TASK 1:
In the court opinion, substitute "proceeding" for "appeal" and give the passage again, starting at "Judgment modified on" and ending at "and conclusions made.".
TASK 2:
According to the court opinion, in which association was the deposit held that originated in the name of husband and wife with no provision for survivorship?

READING PASSAGE:
══════════════════════════════

There was one deposit, namely, that in the Twentieth Ward Co-Operative Savings and Loan Association, which did not originate in any deposit in the name of husband and wife with right of survivorship, but originated in a deposit in the association in the name of husband and wife with no provision for survivorship. The ultimate source of the moneys going into this account is uncertain and the history of the account is obscure. We think the record is insufficient to establish as to this account an intention that there should be a right of survivorship. (Matter of Albrecht, 136 N. Y. 91; Wetherow v. Lord, 41 App. Div. 413.) This deposit, therefore, although in the name of Nettie Moran when she died, must' be deemed to have been owned by her and her husband equally without right of survivorship, and ownership of half of this account is in the defendant as executor and of the other half is in plaintiff, administrator, as the trial court determined.

The judgment should be modified- on the law and the facts in accordance with this opinion, and as modified affirmed, without costs. Findings of fact numbered forty-fourth ” and eighty-second ” in the defendant’s requests are disapproved and reversed.

All concur. Present — Sears, P. J., Taylor, Edgcomb, Crosby and Lewis, JJ.

Judgment modified on the law and facts in accordance with the opinion and as modified affirmed, without costs of this appeal to either party. Certain findings of fact and conclusions of law disapproved and reversed and new findings and conclusions made.

══════════════════════════════

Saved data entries
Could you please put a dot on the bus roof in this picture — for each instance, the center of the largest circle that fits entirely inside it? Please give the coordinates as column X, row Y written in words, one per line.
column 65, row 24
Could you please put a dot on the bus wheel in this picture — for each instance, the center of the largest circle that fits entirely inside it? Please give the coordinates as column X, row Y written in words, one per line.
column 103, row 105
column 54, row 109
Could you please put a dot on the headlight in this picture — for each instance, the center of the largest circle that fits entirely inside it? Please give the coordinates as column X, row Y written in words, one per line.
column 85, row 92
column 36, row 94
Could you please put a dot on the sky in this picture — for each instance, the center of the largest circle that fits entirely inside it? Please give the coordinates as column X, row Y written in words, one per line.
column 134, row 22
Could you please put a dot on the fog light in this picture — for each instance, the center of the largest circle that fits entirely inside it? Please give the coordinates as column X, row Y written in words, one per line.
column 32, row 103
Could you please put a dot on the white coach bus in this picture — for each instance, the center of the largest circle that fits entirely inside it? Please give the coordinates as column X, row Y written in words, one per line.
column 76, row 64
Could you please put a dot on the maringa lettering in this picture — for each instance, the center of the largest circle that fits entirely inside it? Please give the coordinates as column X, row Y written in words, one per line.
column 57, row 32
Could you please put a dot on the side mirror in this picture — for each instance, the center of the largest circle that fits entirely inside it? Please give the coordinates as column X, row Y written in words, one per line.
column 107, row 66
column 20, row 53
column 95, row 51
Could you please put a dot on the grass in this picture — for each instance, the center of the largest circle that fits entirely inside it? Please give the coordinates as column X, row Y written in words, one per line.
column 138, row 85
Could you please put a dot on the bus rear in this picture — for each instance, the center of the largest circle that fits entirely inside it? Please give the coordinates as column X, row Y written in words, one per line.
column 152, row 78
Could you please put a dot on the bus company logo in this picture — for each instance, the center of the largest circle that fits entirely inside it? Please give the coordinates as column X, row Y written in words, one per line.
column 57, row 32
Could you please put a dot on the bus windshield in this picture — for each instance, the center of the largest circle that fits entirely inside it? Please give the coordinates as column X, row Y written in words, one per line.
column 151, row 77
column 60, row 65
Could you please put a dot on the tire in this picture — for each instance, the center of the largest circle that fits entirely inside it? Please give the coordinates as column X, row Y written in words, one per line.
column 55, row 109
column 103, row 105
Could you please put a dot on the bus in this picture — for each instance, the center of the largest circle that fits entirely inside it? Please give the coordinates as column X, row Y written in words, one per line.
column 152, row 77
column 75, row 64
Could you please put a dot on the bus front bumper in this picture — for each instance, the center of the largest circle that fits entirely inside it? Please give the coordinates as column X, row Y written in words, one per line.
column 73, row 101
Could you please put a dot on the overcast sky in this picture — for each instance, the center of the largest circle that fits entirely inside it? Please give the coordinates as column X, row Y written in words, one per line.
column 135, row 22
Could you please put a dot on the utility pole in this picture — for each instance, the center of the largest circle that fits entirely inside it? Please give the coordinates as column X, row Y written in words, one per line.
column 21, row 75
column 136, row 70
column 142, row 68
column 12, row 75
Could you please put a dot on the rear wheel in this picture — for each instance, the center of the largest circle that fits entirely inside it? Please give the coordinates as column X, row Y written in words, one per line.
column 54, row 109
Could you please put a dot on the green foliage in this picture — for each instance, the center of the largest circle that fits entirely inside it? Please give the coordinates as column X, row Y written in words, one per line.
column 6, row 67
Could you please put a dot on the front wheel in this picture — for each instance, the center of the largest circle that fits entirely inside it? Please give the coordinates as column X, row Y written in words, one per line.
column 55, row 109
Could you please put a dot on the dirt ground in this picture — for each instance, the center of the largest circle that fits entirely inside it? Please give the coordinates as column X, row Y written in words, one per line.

══════════════════════════════

SOLUTION 1:
Judgment modified on the law and facts in accordance with the opinion and as modified affirmed, without costs of this proceeding to either party. Certain findings of fact and conclusions of law disapproved and reversed and new findings and conclusions made.

SOLUTION 2:
The Twentieth Ward Co-Operative Savings and Loan Association.